GIVEN RECORDS Start Marker

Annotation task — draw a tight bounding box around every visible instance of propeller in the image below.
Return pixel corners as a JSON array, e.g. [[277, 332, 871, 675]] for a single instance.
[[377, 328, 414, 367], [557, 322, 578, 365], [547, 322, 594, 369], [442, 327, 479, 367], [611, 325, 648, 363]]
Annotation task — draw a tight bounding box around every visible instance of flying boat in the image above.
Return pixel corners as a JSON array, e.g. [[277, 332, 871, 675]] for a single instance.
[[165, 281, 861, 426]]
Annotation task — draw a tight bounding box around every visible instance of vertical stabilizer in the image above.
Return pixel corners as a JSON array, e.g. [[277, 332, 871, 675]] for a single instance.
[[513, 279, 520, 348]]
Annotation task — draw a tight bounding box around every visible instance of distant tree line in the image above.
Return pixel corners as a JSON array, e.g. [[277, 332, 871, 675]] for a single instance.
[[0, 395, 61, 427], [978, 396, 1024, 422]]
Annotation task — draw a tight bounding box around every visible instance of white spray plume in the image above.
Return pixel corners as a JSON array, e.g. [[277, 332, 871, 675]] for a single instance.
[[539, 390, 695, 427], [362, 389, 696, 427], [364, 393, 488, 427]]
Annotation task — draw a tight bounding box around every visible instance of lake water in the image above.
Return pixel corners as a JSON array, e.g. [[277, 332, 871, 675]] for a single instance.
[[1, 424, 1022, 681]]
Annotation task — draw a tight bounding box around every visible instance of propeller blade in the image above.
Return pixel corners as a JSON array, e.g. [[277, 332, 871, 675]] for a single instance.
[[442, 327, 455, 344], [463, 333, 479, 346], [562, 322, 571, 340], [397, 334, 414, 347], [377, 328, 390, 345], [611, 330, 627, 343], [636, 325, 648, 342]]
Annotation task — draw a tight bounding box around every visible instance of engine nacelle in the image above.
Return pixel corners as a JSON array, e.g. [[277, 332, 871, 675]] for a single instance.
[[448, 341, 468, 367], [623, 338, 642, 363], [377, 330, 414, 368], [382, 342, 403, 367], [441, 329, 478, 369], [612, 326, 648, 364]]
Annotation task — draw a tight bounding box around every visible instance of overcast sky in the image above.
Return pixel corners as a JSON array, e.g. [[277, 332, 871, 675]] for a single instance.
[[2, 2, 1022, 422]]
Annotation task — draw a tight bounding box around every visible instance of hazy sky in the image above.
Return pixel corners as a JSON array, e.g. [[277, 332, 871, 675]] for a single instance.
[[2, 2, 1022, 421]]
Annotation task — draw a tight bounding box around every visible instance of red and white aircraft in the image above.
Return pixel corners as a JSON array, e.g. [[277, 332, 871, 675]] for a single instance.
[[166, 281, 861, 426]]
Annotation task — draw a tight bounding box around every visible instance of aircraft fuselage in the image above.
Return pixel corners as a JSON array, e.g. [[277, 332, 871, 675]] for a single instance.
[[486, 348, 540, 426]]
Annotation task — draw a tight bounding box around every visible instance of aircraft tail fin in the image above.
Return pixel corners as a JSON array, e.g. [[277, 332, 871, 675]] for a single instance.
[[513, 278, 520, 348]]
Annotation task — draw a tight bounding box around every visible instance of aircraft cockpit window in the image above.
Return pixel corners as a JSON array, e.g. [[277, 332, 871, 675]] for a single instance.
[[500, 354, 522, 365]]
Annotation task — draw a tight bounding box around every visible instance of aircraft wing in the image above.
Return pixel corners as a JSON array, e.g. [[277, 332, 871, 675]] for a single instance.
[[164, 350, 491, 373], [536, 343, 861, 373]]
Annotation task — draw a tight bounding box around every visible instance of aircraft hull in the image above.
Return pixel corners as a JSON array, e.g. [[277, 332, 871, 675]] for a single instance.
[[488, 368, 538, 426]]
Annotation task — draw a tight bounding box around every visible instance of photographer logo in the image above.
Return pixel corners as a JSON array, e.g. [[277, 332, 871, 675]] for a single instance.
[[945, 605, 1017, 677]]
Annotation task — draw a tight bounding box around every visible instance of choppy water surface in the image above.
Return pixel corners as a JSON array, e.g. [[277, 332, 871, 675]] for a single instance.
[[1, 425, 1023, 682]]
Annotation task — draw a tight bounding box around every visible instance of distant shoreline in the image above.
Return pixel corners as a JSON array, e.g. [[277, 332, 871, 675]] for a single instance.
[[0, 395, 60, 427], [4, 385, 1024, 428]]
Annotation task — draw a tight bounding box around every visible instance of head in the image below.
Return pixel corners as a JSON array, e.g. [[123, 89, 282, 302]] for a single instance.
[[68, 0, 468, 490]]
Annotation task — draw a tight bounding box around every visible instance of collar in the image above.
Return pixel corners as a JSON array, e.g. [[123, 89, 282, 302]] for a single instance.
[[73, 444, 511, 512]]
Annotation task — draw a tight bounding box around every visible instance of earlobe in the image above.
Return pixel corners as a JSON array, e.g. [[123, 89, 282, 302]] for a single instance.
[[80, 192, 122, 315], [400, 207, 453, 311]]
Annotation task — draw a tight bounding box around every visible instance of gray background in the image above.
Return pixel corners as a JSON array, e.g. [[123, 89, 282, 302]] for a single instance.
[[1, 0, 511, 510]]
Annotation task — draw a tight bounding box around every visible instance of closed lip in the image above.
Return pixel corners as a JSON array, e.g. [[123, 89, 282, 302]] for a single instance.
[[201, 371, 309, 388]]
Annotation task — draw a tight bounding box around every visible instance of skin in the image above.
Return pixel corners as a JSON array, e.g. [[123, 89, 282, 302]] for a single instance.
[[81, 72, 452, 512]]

GIVEN RECORDS End Marker

▶ **INSTRUCTIONS FOR THE TASK**:
Please transcribe every entry above exactly as it appears.

▶ **YOUR SOLUTION**:
Annotation task — draw a tight bounding box around every visible instance of propeller in the image below.
Return pixel corners as a JSON array, e.g. [[277, 332, 871, 675]] for a single instance.
[[377, 328, 414, 367], [557, 322, 578, 365], [547, 322, 594, 369], [442, 327, 479, 367], [611, 325, 648, 363]]
Annotation task — draw a tight bounding box around every visible instance of flying boat in the image above.
Return pixel corners as a JSON array, e.g. [[277, 332, 871, 675]] for a single instance.
[[165, 281, 861, 426]]
Annotation task — draw a tight bounding box around every visible instance of vertical stabilizer in the image above.
Return pixel corners as a JSON array, e.g. [[277, 332, 871, 675]] for a single instance.
[[513, 279, 520, 348]]
Annotation task — draw a tight bounding box around every visible instance of distant tree line in the image above.
Return pixel corners as a JSON array, e.g. [[277, 332, 871, 675]] for a single instance.
[[0, 395, 61, 427], [978, 396, 1024, 422]]
Annotation task — draw a tight bounding box around every visible instance of white spray plume in the image above.
Return pixel corners as a JSON array, e.g. [[277, 332, 871, 675]] for a single instance.
[[539, 390, 695, 427], [362, 389, 696, 427], [364, 393, 488, 427]]
Annotation task — draw a tight bounding box around every visible instance of lake water in the image above.
Return pixel corners as a JSON array, e.g. [[277, 332, 871, 675]] for a single instance.
[[1, 424, 1022, 681]]
Annotation task — draw a tight bounding box around every visible instance of propeller blade in the image above.
Return pixel corners as a JSON array, e.g. [[277, 332, 871, 675]] for a single instance.
[[442, 327, 455, 344], [463, 333, 479, 346], [562, 322, 571, 340], [397, 334, 414, 347], [377, 328, 390, 345], [611, 330, 627, 343], [636, 325, 648, 342]]
Annotation task — draw a tight bounding box around every visible instance of engine nacelle in the image above.
Return pixel corners as a JSON array, e.g. [[277, 332, 871, 675]] for a single instance.
[[448, 341, 468, 367], [623, 338, 642, 363], [377, 330, 414, 368], [382, 342, 403, 367], [441, 329, 478, 369], [612, 326, 648, 364]]
Annotation task — draw a tight bounding box around every visible instance of overcast sky in the image above.
Return pixel corners as a JSON array, e.g. [[277, 332, 871, 675]] for a single instance.
[[2, 2, 1022, 422]]
Annotation task — draw a tight bounding box around every visible instance of hazy sky in the image above.
Return pixel corners as a JSON array, e.g. [[277, 332, 871, 675]] for a single instance.
[[2, 2, 1022, 421]]
Annotation task — draw a tight bounding box around every visible instance of red and white aircraft in the image above.
Return pixel corners as a JSON array, e.g. [[277, 332, 871, 675]] for a single instance.
[[166, 281, 861, 426]]
Annotation task — draw a tight bounding box around every visible instance of aircraft fuselage in the image above.
Return pixel corners as a JSON array, e.g. [[277, 332, 871, 675]] for a single instance.
[[486, 348, 540, 426]]
Annotation task — draw a tight bounding box around every visible instance of aircraft tail fin in the image above.
Return pixel corners as a JSON array, e.g. [[277, 332, 871, 675]] for a single instance.
[[513, 278, 520, 348]]
Annotation task — draw a tight bounding box around every visible instance of aircraft cockpit window in the image above.
Return pixel corners as a JSON array, e.g. [[277, 332, 871, 675]] for a single instance.
[[500, 354, 522, 365]]
Annotation task — draw a tight bounding box around every visible instance of aircraft wing in the image above.
Return pixel corners as a JSON array, e.g. [[277, 332, 871, 675]] for a single instance.
[[164, 350, 491, 373], [536, 343, 861, 373]]
Annotation task — draw a tight bounding box around every visible instance of aircraft hull in the image above.
Return pixel corners as a JSON array, e.g. [[277, 332, 871, 675]] for a single instance.
[[488, 368, 538, 426]]
Annotation task — draw a tight bounding box around every visible instance of photographer logo in the image above.
Return pixel corners as a JSON array, e.g. [[277, 332, 871, 675]] for a single instance.
[[945, 605, 1017, 677]]
Annotation task — draw a tight bounding box around every visible instance of choppy water surface in the image above.
Return pixel corners as a JSON array, e.g. [[277, 332, 871, 675]] for a single instance.
[[1, 425, 1023, 682]]
Annotation task — draw a tight bounding box around every visible instance of distant shoreline in the image above.
Return pixel corners as a JSON array, e.g. [[277, 332, 871, 675]] for a single instance.
[[0, 395, 60, 427], [4, 385, 1024, 428]]
Annotation task — draw a tight bounding box around every visible instance of head in the image below.
Return pixel corners as a JSON array, e.g. [[123, 89, 282, 302]] for a single instance.
[[68, 0, 468, 490]]
Annotation task — draw a tight bounding box around every visible instance of collar in the image above.
Return pixel corners as a JSON array, e.g. [[123, 89, 282, 302]] for a single instance.
[[73, 444, 511, 512]]
Annotation task — draw a tight bounding box around every visible instance of earlobe in the image above.
Return pixel corners as a JSON array, e.g. [[123, 89, 282, 302]] for a single instance.
[[80, 192, 122, 315], [400, 207, 453, 311]]
Annotation task — draw a tight bounding box around every visible instance of gray background in the image above.
Return pixel corners as a JSON array, e.g. [[123, 89, 282, 302]] for a single instance.
[[1, 0, 511, 510]]
Annotation task — draw a tight bounding box around every visible instance of closed lip in the image above.
Return pixel corners as a JSON array, e.g. [[123, 89, 282, 302]] for a single instance.
[[201, 371, 309, 388]]
Annotation task — draw a tight bounding box around every visible instance of skin in the image above.
Return pixel corners as a JSON array, e.g. [[123, 89, 282, 302]] for a single instance.
[[81, 72, 452, 512]]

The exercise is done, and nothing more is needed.